** Given data follows **

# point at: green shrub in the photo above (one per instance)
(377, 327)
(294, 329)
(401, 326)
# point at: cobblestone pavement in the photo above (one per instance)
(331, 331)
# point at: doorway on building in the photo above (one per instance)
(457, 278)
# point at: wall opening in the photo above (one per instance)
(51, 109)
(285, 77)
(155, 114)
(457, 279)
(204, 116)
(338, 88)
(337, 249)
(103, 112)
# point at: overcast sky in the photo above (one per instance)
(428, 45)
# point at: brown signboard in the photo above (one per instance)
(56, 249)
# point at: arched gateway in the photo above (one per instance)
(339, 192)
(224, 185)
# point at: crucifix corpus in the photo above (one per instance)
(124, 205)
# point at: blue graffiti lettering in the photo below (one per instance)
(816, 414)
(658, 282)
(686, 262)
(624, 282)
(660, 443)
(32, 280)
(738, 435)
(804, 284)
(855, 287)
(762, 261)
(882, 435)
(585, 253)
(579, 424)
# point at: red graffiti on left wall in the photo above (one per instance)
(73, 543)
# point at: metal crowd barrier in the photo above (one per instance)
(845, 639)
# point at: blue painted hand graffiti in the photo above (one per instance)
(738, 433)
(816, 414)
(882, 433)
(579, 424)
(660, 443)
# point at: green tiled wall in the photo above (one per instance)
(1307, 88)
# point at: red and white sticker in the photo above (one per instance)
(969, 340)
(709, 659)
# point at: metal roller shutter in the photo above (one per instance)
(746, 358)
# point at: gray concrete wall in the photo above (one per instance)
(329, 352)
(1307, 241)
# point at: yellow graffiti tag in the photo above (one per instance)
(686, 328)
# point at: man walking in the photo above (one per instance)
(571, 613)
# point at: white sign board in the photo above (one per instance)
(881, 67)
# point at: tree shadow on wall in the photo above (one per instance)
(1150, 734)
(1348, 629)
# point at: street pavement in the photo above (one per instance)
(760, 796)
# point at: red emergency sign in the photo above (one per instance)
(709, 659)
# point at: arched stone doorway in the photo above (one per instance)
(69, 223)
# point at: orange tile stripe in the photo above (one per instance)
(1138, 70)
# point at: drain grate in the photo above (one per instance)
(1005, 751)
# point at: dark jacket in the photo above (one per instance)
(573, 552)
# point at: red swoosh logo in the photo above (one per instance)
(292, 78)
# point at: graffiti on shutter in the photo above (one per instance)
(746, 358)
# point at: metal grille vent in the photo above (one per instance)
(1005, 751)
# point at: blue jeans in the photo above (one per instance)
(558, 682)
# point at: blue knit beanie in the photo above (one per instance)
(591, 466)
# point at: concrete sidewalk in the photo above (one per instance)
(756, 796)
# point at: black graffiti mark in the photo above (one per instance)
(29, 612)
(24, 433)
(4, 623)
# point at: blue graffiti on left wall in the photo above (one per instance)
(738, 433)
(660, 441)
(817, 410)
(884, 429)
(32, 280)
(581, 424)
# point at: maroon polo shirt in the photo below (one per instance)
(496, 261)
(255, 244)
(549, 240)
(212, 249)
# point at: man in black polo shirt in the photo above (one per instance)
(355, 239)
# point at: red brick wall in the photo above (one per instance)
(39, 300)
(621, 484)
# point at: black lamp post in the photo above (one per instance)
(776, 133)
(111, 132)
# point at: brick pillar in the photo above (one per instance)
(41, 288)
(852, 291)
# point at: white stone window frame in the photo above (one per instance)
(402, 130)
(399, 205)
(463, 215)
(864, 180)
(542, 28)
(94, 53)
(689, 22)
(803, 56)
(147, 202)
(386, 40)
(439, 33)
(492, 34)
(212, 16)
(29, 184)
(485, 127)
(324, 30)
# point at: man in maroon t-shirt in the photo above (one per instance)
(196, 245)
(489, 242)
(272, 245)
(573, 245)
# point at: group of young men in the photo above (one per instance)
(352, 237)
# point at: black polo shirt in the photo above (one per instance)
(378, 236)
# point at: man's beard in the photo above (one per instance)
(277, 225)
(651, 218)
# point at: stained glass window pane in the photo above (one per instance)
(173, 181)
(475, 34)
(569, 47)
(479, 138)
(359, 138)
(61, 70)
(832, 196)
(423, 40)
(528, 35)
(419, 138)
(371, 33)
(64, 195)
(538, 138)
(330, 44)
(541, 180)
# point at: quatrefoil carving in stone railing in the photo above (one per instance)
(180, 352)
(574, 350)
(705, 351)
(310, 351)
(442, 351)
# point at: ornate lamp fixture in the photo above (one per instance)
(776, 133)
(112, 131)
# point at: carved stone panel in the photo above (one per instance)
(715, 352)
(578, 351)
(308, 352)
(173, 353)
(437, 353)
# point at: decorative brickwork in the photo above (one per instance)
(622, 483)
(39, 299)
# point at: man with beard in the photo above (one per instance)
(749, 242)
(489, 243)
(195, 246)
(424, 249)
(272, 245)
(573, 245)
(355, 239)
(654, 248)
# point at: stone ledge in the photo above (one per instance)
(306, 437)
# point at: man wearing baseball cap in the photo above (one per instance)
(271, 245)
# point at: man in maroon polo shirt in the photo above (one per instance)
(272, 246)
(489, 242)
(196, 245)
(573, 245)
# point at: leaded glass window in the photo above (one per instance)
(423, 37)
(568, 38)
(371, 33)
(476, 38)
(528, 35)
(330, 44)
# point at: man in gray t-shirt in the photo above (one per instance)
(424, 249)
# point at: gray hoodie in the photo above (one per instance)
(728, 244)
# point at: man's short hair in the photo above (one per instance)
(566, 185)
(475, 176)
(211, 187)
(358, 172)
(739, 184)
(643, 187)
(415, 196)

** End of Given data **

Set down each entry from above once more, exactly as written.

# point at: green shrub in the photo above (one per instance)
(377, 327)
(294, 329)
(401, 326)
# point at: cobblestone pavement in the photo above (one per instance)
(331, 331)
# point at: doorway on building in the photo above (one per instance)
(457, 278)
# point at: wall opening in the photo above (one per instance)
(51, 109)
(285, 77)
(155, 114)
(457, 279)
(204, 116)
(338, 88)
(337, 249)
(103, 112)
# point at: overcast sky in the photo above (one per instance)
(428, 45)
# point at: brown signboard in the photo above (one per instance)
(56, 249)
# point at: arched gateway in the photo above (one per instance)
(339, 192)
(224, 185)
# point at: crucifix corpus in the photo above (one per instance)
(124, 205)
# point at: blue graffiti lettering in the photo below (one per instance)
(816, 414)
(658, 282)
(686, 262)
(624, 282)
(660, 443)
(32, 280)
(738, 435)
(804, 284)
(855, 287)
(762, 261)
(882, 435)
(585, 253)
(579, 424)
# point at: red graffiti on left wall in the photo above (one per instance)
(73, 543)
# point at: metal crowd barrier in the photo above (one per instance)
(845, 639)
# point at: blue painted hand graffiti in the photo above (one per instance)
(738, 433)
(816, 414)
(882, 433)
(579, 424)
(660, 443)
# point at: green tiled wall in the photo above (one per instance)
(1307, 88)
# point at: red and white sticker in the photo above (one per instance)
(969, 340)
(709, 659)
# point at: metal roller shutter in the photo above (one per instance)
(746, 358)
# point at: gray concrete wall in the photo above (one per instance)
(329, 352)
(1307, 241)
# point at: yellow graffiti tag in the photo above (one per instance)
(686, 328)
# point at: man walking in the photo above (one per instance)
(571, 613)
# point at: white sign board in the photo above (one per instance)
(881, 67)
# point at: tree shadow on wall in the photo above (one per instance)
(1150, 734)
(1348, 629)
# point at: street pavement in the photo above (one per instance)
(760, 796)
# point at: red emergency sign in the photo above (one per instance)
(709, 659)
# point at: arched stone doorway in the photo above (one per instance)
(69, 223)
# point at: orange tile stripe in the photo above (one per instance)
(1138, 70)
# point at: drain grate in the photo above (one per instance)
(1005, 751)
# point at: dark jacket in the photo above (one per instance)
(573, 552)
# point at: red swoosh logo in the photo above (one per instance)
(292, 78)
# point at: graffiti on shutter in the photo above (one per instance)
(746, 358)
# point at: metal grille vent in the photo above (one per instance)
(1005, 751)
# point at: blue jeans in the photo above (one per instance)
(558, 682)
# point at: blue knit beanie in the photo above (one per instance)
(591, 466)
# point at: concrete sidewalk in the photo above (one per instance)
(756, 796)
# point at: black graffiti mark in the photo above (one per instance)
(29, 612)
(24, 433)
(4, 623)
# point at: blue graffiti on left wall in the photo above (one per instance)
(738, 433)
(660, 441)
(817, 410)
(884, 429)
(32, 280)
(581, 424)
# point at: maroon polo shirt in the photo below (one per instance)
(496, 261)
(255, 244)
(549, 240)
(212, 249)
# point at: man in black polo shirt in the photo above (one per instance)
(355, 239)
# point at: red brick wall in the photo above (one per instance)
(39, 300)
(621, 484)
# point at: black lamp post in the photo above (one per instance)
(776, 133)
(111, 132)
# point at: brick pillar in the photo above (one per instance)
(41, 288)
(852, 291)
# point at: white stone window frame in the photo above (one per instance)
(402, 130)
(399, 205)
(463, 215)
(864, 180)
(542, 28)
(94, 53)
(689, 22)
(803, 56)
(147, 202)
(386, 40)
(439, 33)
(492, 34)
(212, 16)
(29, 184)
(485, 127)
(324, 30)
# point at: man in maroon t-shirt in the photo above (one per instance)
(196, 245)
(489, 242)
(272, 245)
(573, 245)
# point at: group of young men in the photo above (one per instance)
(352, 237)
# point at: black polo shirt in the photo above (one per instance)
(378, 236)
# point at: man's beard in the photo above (one per instance)
(277, 225)
(651, 218)
# point at: stained glass window pane in the photo above (one per instance)
(173, 181)
(475, 34)
(569, 47)
(479, 138)
(359, 138)
(61, 70)
(832, 196)
(423, 40)
(528, 35)
(419, 138)
(371, 33)
(64, 195)
(538, 138)
(330, 44)
(541, 180)
# point at: quatrefoil carving in stone railing in the photo above (one per instance)
(180, 352)
(574, 350)
(705, 351)
(310, 351)
(442, 351)
# point at: ornate lamp fixture in the photo above (one per instance)
(776, 133)
(112, 131)
# point at: carved stone panel in the photo above (one per instance)
(715, 352)
(578, 351)
(308, 352)
(173, 353)
(437, 353)
# point at: decorative brickwork in the photo above (one per instance)
(622, 483)
(39, 299)
# point at: man with beard in the photo above (one per instance)
(749, 242)
(489, 243)
(195, 246)
(424, 249)
(272, 245)
(573, 245)
(355, 239)
(654, 248)
# point at: stone ledge in the photo above (one per instance)
(306, 437)
# point at: man wearing baseball cap in the photo above (one per instance)
(271, 245)
# point at: man in maroon polo shirt in the photo above (one per instance)
(272, 246)
(489, 242)
(196, 245)
(573, 245)
# point at: leaded glass window in the photo above (one per instance)
(423, 37)
(568, 38)
(371, 33)
(476, 38)
(528, 35)
(330, 44)
# point at: man in gray t-shirt in the photo above (one per instance)
(424, 249)
# point at: gray hoodie in the photo above (one per instance)
(728, 244)
# point at: man's short hair in the photo above (one per instance)
(566, 185)
(475, 176)
(211, 187)
(358, 172)
(739, 184)
(643, 187)
(415, 196)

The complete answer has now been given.